In the early days of Singapore’s independence, there was a housing crisis in Singapore. Many people lived in illegally built slums and crowded squatter settlements with poor sanitation and hygiene. To solve the housing problem, the British colonial government established the Singapore Improvement Trust (SIT) in 1927 to provide public housing.
After Singapore gained self-governance, the government set up a new statutory board, the Housing & Development Board (HDB), in 1960 which took over the role of providing public housing from SIT.
The Home Ownership for the People Scheme was launched on 12 February 1964 by the HDB to help Singaporeans purchase their own homes. Promoting home ownership and a sustainable housing policy help foster a sense of rootedness in Singapore by giving a largely migrant population a stake in the country.
In conjunction with HDB’s 60th anniversary in 2020, we looked at how the landscape of public housing has changed over the years using historical data.
To ensure that even low income Singaporeans can afford housing, public housing is heavily subsidized and the government has put in place eligibility criteria such as an income ceiling to ensure that subsidized housing is only available to the low and middle income families.
The nature of public housing changed in tandem with the aspirations of Singaporeans. From the sole purpose of providing a roof over people’s heads, it has also become an asset that appreciates over time as Singapore’s economy grows. In 1971, public housing policies were adjusted to allow Singaporeans to sell their houses in the resale market.

Problem requirements
Continue the text on Singapore's public housing, starting after its last sentence. The material that comes next is not needed for this.

Data entries
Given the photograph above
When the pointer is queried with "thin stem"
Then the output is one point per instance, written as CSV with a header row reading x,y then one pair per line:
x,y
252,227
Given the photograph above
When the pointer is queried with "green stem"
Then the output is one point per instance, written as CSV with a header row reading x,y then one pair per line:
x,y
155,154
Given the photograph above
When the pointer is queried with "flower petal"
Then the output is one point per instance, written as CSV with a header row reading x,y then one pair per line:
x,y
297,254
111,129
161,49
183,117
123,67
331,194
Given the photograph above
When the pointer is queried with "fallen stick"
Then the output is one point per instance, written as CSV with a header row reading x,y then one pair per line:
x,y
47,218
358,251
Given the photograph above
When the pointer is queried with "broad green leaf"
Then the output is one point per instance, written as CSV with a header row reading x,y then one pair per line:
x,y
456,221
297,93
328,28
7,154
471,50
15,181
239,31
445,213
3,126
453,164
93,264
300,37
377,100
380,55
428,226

* * *

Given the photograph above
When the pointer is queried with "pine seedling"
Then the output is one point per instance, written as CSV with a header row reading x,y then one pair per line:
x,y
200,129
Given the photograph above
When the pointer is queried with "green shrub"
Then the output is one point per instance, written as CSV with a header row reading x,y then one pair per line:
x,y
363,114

---

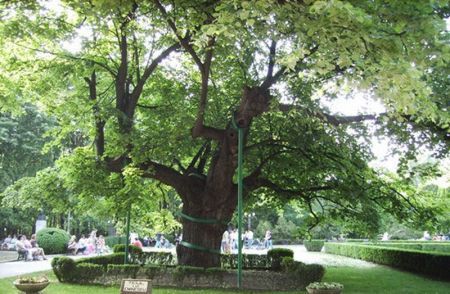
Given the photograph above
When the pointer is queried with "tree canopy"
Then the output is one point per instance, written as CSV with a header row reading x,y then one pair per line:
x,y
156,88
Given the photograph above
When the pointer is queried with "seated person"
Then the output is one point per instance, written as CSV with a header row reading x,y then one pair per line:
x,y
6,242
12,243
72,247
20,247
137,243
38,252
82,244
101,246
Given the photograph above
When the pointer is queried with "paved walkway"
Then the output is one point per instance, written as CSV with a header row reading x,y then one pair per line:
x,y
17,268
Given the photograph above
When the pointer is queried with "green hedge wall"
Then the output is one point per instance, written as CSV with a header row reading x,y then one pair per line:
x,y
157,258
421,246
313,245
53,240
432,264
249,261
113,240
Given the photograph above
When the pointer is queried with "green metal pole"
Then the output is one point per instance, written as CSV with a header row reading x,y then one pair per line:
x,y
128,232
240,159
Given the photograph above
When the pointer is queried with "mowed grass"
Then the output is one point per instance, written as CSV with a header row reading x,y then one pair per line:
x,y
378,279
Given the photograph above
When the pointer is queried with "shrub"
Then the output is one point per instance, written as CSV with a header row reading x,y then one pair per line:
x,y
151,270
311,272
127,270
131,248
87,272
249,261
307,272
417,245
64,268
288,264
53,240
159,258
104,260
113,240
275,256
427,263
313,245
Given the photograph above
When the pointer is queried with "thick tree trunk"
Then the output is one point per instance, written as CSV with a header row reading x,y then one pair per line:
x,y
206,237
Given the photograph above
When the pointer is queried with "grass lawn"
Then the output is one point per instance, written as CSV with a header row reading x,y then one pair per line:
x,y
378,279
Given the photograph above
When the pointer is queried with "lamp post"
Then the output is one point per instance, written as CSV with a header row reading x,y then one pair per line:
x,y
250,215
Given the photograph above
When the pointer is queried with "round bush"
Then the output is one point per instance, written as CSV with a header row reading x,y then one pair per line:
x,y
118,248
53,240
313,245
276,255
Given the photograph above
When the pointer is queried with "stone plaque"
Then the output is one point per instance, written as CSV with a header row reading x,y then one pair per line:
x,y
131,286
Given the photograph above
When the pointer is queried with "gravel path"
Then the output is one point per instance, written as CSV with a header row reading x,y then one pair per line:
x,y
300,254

Answer to the problem
The resale market allowed more affluent Singaporeans who were not eligible to buy public housing directly from the government to own such property too, but opening up the public housing market meant that people could now speculate as well. Prior to the 1997 Asian Financial Crisis, demand rose and resale prices soared. The government responded by building more public housing and providing more subsidies to keep them affordable.
The financial crisis dealt a huge blow to Singapore’s property market and prices plummeted thereafter. The oversupply of public housing became a problem and from then on, the government adjusted its approach to public housing supply. Instead of building the apartment blocks first and then selling the units upon completion, the HDB introduced the Built-to-Order (BTO) scheme where Singaporeans can express interest and book units. The HDB will only proceed with construction when the majority of units are booked.
After the 2008 financial crisis, Singapore’s property market was affected but quickly regained momentum as the economy recovered. Public housing resale transaction prices broke historical records and hit an all time high in 2013. A slew of property cooling measures finally curbed speculations and the resale market achieved a soft landing.
Queenstown, initiated in 1952 and completed in the 1960s, is Singapore’s first satellite town. The estate is named after Britain’s Queen Elizabeth in commemoration of her coronation. Block 45, 48 and 49 along Stirling Road are the very first public housing built by the HDB.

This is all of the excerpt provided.